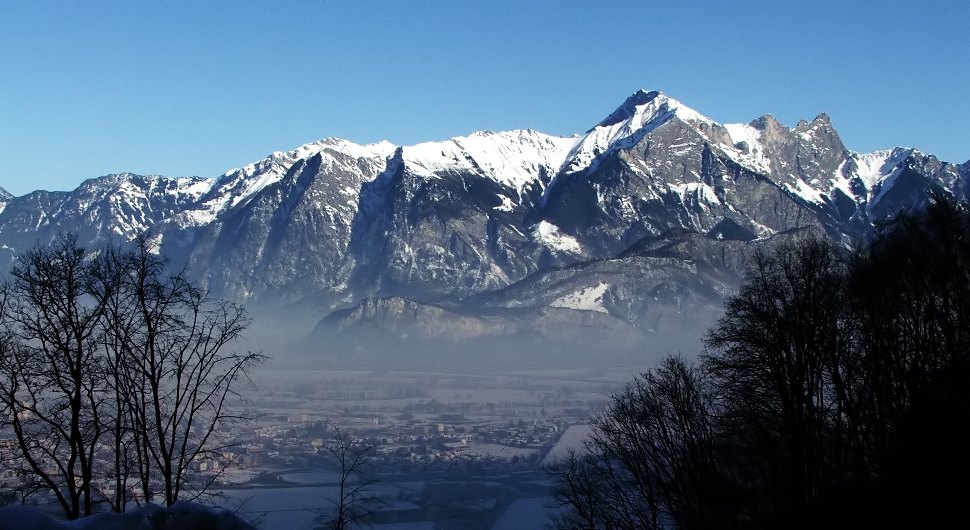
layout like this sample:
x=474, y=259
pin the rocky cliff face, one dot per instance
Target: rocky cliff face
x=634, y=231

====================

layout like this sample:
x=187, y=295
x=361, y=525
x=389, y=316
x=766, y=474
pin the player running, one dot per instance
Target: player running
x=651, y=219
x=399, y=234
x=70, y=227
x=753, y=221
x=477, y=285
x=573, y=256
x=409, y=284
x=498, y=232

====================

Lines with the word "instance" in them should be copied from the preceding records.

pin the rocky cliff face, one dot per instance
pin the player running, one dot per instance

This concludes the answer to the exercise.